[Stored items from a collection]
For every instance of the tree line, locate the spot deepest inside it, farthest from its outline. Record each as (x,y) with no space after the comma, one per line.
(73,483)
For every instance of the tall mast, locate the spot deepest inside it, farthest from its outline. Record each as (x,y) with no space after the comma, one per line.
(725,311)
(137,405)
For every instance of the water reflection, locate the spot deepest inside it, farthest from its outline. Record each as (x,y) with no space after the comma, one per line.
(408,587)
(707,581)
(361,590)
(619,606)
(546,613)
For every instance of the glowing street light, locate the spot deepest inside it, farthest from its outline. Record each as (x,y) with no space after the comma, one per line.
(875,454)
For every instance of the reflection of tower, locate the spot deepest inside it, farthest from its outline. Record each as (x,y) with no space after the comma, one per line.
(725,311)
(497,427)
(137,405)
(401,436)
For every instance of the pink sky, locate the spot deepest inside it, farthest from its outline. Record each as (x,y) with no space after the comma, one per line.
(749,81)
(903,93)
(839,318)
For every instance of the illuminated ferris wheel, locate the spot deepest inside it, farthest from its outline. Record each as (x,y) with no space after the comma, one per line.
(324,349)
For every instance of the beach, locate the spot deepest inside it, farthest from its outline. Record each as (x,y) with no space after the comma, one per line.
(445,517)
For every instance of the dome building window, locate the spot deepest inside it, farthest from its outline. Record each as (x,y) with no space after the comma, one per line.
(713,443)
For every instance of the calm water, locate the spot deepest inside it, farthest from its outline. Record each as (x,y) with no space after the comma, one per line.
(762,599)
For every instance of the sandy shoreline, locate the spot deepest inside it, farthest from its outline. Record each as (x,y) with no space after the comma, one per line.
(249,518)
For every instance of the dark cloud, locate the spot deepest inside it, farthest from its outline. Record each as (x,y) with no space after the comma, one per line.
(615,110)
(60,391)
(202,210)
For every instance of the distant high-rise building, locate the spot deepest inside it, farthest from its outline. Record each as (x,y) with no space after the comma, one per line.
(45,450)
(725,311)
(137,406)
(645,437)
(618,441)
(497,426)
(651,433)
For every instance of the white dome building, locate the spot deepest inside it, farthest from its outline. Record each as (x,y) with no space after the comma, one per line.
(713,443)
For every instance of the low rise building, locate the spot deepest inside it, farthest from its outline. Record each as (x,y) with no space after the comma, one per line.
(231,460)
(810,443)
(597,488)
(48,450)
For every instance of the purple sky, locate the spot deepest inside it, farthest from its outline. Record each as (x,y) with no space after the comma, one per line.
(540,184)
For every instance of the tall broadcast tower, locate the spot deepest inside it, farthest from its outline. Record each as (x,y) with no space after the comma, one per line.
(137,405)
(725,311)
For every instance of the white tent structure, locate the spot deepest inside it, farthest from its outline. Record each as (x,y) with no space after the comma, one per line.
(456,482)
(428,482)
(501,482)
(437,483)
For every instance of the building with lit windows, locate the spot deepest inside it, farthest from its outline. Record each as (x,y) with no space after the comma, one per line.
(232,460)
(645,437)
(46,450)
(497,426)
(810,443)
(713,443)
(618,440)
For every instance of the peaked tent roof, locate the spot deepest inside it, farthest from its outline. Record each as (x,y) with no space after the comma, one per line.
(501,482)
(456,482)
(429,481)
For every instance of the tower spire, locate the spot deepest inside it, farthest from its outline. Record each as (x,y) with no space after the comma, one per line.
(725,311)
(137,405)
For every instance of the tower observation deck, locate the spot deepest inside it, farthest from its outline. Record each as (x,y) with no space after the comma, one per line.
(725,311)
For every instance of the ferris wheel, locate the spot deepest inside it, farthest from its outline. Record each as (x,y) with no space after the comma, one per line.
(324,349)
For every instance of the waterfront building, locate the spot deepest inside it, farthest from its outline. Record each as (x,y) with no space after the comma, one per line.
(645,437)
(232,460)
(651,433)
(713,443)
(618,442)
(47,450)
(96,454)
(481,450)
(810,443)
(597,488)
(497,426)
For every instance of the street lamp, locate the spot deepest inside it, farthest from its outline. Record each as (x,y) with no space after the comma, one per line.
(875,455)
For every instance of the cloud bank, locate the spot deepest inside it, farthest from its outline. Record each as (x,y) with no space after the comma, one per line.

* * *

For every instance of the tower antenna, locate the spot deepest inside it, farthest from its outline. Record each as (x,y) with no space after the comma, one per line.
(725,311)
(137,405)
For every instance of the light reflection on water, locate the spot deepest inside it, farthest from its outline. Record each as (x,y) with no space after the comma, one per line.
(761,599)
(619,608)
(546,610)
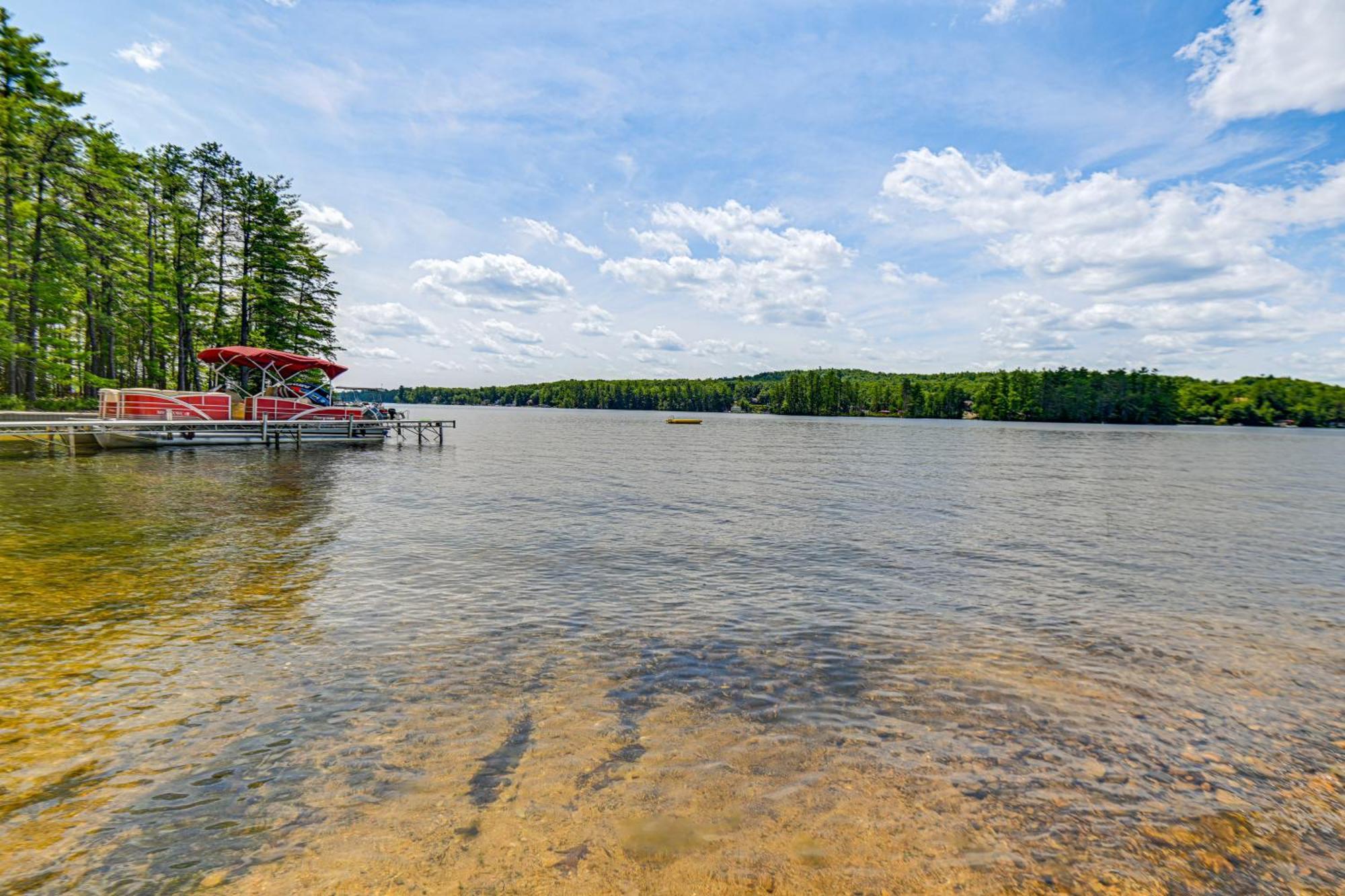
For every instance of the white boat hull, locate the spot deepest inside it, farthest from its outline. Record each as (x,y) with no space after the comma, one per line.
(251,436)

--

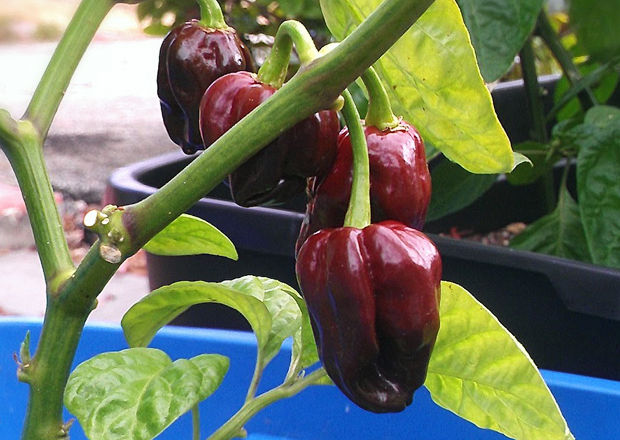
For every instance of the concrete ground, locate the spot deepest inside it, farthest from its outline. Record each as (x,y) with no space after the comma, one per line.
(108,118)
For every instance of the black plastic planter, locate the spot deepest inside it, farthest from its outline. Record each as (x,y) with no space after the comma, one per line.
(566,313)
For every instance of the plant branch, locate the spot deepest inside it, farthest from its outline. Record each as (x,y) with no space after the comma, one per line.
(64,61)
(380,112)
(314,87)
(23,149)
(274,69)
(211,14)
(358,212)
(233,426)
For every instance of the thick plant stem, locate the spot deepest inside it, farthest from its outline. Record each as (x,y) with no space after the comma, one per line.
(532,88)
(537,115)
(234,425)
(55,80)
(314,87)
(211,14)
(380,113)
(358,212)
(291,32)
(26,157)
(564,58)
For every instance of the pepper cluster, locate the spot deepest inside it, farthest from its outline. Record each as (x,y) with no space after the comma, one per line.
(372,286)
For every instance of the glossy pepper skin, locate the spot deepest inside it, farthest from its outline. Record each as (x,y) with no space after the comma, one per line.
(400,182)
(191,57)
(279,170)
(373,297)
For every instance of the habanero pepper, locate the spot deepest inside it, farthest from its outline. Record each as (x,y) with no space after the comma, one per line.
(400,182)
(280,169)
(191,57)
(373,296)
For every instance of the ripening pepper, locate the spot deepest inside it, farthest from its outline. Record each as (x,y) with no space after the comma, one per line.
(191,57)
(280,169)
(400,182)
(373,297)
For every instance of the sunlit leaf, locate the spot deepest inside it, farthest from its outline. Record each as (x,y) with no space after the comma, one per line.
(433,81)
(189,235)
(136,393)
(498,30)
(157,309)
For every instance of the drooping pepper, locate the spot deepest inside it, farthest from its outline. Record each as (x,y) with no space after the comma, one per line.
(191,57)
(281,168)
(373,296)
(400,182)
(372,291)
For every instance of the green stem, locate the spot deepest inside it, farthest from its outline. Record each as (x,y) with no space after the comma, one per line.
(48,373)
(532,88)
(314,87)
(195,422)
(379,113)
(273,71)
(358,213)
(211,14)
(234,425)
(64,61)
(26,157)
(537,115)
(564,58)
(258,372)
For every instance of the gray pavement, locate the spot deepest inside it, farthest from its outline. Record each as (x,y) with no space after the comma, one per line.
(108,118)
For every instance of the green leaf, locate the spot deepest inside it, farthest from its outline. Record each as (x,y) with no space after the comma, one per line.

[What you are asked to do]
When you reach the line with "For every instance of the ripening" in the records above, start writing out lines exactly, and stop once the line with "For every instance of the green leaf, locate" has been written; include nothing else.

[Your solution]
For every instance of the ripening pepper, locate the spot deepest inside it, farthest from its outline. Record each as (x,y) with no space after the comma, one per line.
(191,57)
(280,169)
(400,182)
(373,297)
For every instance of the sunlit leaf, locate the spot deepest inside it, farthest from its outline. Record each as (x,y) with no space after the comma, one per line.
(433,81)
(189,235)
(136,393)
(498,30)
(157,309)
For every instance of the drooping pepper, locate the spot deepest inside it, farthest from its outline. Record each as (x,y) with no space after the comma, one per line.
(191,57)
(281,168)
(373,296)
(400,182)
(372,291)
For every instance of the green stem, locate the spot deepest inside it, farthest from its outline. Record each as (x,y) with no space after the comma, one per line.
(48,373)
(532,88)
(314,87)
(195,422)
(379,113)
(273,71)
(358,213)
(211,14)
(234,425)
(64,61)
(26,157)
(537,115)
(564,58)
(258,372)
For every instance of the gray pavement, locate the spot deepest inside it, farthest from its outline. Record each as (x,y) with no space after the comma, one per line.
(108,118)
For every instance of the green leaf, locate the spot deepest inside it, farthest from its outline. Record each as (x,y) with no space after the comma, one per line.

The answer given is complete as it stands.